Format the listing below as a Markdown table with the columns "Row" and "Line", numbering each row and leaving out blank lines. Begin at the line that contains "If it's not too much trouble, could you detect the floor" and stop after the line that contains "[438,483,449,512]".

-- Data to process --
■ ■ ■ ■

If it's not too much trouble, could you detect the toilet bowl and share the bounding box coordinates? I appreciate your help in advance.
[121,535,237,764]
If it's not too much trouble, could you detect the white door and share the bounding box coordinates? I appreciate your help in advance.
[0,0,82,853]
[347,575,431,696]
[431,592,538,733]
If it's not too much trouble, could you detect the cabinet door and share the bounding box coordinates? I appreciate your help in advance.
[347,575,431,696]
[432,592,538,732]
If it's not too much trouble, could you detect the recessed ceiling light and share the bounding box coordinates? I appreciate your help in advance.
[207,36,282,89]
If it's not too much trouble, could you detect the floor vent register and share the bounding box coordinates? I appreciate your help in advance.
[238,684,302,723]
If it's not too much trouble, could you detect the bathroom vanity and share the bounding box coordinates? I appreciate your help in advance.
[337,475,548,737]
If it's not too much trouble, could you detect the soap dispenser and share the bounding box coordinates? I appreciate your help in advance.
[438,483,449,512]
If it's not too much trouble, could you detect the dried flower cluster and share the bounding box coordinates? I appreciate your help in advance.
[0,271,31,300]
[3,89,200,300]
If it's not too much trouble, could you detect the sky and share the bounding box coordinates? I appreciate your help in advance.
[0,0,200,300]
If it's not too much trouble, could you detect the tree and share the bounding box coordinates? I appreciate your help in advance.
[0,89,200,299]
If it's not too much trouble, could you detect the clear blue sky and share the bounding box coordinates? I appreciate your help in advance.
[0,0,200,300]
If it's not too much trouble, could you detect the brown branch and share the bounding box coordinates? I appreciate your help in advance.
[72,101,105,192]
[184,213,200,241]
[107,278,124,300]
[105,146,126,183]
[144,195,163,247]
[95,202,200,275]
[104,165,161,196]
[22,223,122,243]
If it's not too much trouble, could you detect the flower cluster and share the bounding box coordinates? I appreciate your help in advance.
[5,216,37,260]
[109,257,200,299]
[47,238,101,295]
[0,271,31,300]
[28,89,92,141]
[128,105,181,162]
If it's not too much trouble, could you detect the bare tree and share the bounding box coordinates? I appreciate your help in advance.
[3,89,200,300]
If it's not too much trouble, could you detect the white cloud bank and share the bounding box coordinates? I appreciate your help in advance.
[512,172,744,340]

■ ■ ■ ■

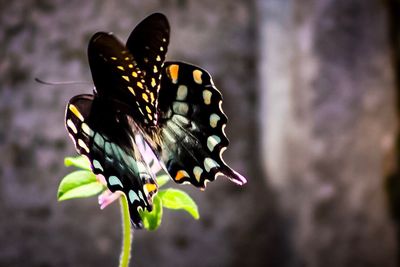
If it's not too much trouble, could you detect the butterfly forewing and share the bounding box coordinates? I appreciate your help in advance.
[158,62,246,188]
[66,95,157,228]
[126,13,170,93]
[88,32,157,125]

■ ■ ■ ■

-- Solution to the problem --
| Row | Line |
|---|---|
| 1 | If it's not too much trouble, could you detect the floor vent register and share the bounding box coordinates? I appreciate your help in advance. |
| 2 | [238,684,302,723] |
| 3 | If it's not too much trouble, could you detect the bathroom vanity and share the bounding box coordinates? I appreciate your help in advance. |
| 4 | [337,475,548,737] |
| 5 | If it's not too much trouble, could you detect the soap dispenser and share the bounding box coordinates? I appreciate your help in advance. |
| 6 | [438,483,449,512] |